═════ EXTRAIT CHOISI

Ce projet de loi relatif à la bioéthique est l'occasion pour le Parlement de débattre de sujets éminemment importants, qui mettent aux prises, d'un côté, les positions éthiques, philosophiques, voire morales de chacun d'entre nous et, de l'autre, les évolutions de la science, en termes de valeurs et de principes qui soutiennent notre société. C'est sur cet écart entre ce qui est possible et ce qui est acceptable que nous sommes amenés à nous prononcer.
L'équilibre, toujours difficile à trouver, doit, selon nous, s'appuyer sur les principes qui fondent notre pacte républicain : l'égalité des droits de tous les citoyens, l'encadrement juridique des pratiques existantes pour ne pas les laisser en dehors de la loi, l'usage de la raison dans la délibération, et le respect de la dignité de chacun. Aussi abordons-nous l'examen du texte avec la ferme conviction que celui-ci contient des propositions qui constituent de réels progrès, tout en rappelant qu'il est bien légitime d'en interroger les fondements et les prolongements possibles – cela est sain en République, dont l'essence même est l'amalgame de la diversité. La diversité d'opinions doit donc aussi produire une diversité d'expressions dont nous n'avons rien à craindre, si ce n'est qu'elle puisse nous éclairer et mieux faire entendre nos différents points de vue, dès lors que ces expressions sont elles-mêmes le fruit de la raison, de l'argumentation et du questionnement. Cette démarche est d'autant plus salutaire que les questions abordées sont parfois d'une très grande complexité. Les multiples auditions auxquelles nous avons été associés nous ont permis de forger nos opinions au regard des avis parfois contradictoires des spécialistes de ces domaines, au sujet desquels mes collègues du groupe MODEM et moi-même aurons l'occasion de nous exprimer tout au long de nos échanges.

══════════
═════ LISTE DES DONNÉES

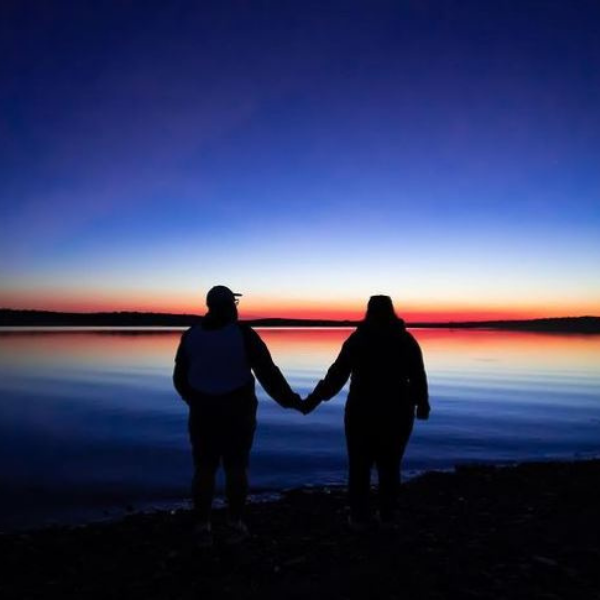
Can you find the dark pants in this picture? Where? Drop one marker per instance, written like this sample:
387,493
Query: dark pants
221,431
376,440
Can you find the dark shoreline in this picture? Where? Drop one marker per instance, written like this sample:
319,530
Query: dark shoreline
37,318
528,531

══════════

> TRAVAIL À PRODUIRE
Recopiez mot pour mot le passage de l'extrait sur le projet de loi relatif à la bioéthique qui s'ouvre sur les mots « Ce projet de » et se clôt sur « à nous prononcer. ».

> EXERCICE RÉALISÉ
Ce projet de loi relatif à la bioéthique est l'occasion pour le Parlement de débattre de sujets éminemment importants, qui mettent aux prises, d'un côté, les positions éthiques, philosophiques, voire morales de chacun d'entre nous et, de l'autre, les évolutions de la science, en termes de valeurs et de principes qui soutiennent notre société. C'est sur cet écart entre ce qui est possible et ce qui est acceptable que nous sommes amenés à nous prononcer.